SOURCE TEXT:
------
Sharing: MQA and GQA

The first cut was blunt. In 2019 Noam Shazeer's Fast Transformer Decoding: One Write-Head is All You Need introduced Multi-Query Attention: keep all the query heads, but give them a single shared K and V head. Set kv_heads = 1 in the formula and the cache shrinks by the full head-count factor. PaLM, Falcon-7B, and StarCoder took the deal. The catch was right there in the paper — "minor quality degradation" is the author's phrase, and in practice MQA's collapse to one KV head is enough to show up on benchmarks and to destabilize some training runs.

Grouped-Query Attention (Ainslie et al., 2023) is the compromise that stuck. Instead of one shared KV head or one per query head, you pick an intermediate number — query heads are partitioned into groups, and each group shares a KV head. Llama-3-8B uses 32 query heads and 8 KV heads, so four queries share each KV pair and the cache is one-quarter the MHA size. The paper's other contribution was logistical and underrated: you can uptrain an existing MHA checkpoint into GQA using about 5% of the original pretraining compute, which is why GQA spread so fast. Llama 2 70B, all of Llama 3, Mistral, and Qwen2 ship it.

MQA and GQA both pay for memory with the same currency — representational capacity. Fewer KV heads is, by construction, less of the model.

That sentence is the whole limitation. Sharing is lossy on purpose. GQA picks a point on the curve where the loss is small; it does not escape the curve.


Compression: MLA

Here is the non-obvious move. Multi-head Latent Attention, introduced in DeepSeek-V2 (2024) and carried into DeepSeek-V3, does not share KV heads at all. It compresses them. The attention input is projected down into a single low-rank latent vector with a small dimension d_c, and that latent — not the full per-head K and V — is what gets cached. At attention time, the cached latent is projected back up into distinct keys and values for every query head.

The difference is structural, not incremental. Sharing throws capacity away to save memory, so memory and quality are chained together: spend less and you get less. Compression breaks that chain. You cache a small d_c-dimensional vector, but you still reconstruct full, per-head K and V — so the memory saving is decoupled from the head count. DeepSeek reported MLA cutting the KV cache 93.3% versus their dense 67B model, and matching or beating MHA quality rather than trading against it. The concrete per-token numbers are stark: a later analysis put DeepSeek-V3's MLA at roughly 70 KB per token, against about 516 KB for Llama-3.1 405B and 327 KB for Qwen-2.5 72B — both GQA models.

There is one genuine wrinkle, and it is worth knowing because it explains an odd-looking design. Rotary position embeddings (RoPE) don't compose cleanly with the low-rank compression — the position-dependent rotation can't be absorbed into the up-projection matrices the way the rest of the math can. DeepSeek's fix is decoupled RoPE: a small set of extra query dimensions and a shared key that carry the rotary signal separately, sitting alongside the compressed latent. It is a patch, but a cheap one, and it is the price of admission for compressing K and V at all.
------
TASK DIRECTIONS: List every model that the text on KV-cache attention says adopted Multi-Query Attention.

(Dataset entries)
------
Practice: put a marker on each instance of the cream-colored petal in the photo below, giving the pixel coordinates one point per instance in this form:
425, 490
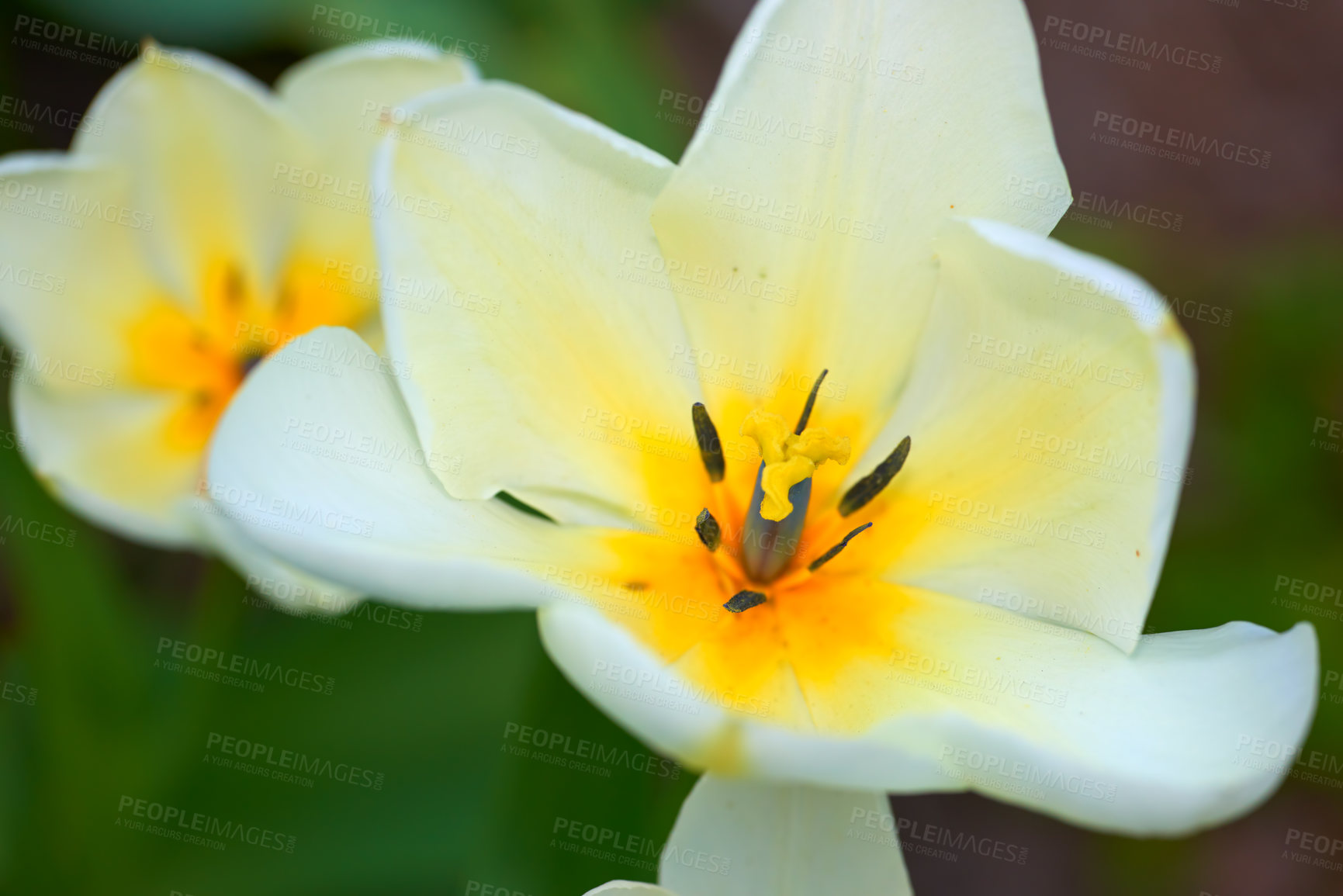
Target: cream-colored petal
348, 97
209, 155
102, 453
738, 837
1162, 742
538, 345
71, 275
71, 282
839, 137
1051, 411
628, 888
317, 461
345, 101
265, 573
------
COMPLETED EXERCISE: PaLM, Falcon-7B, StarCoder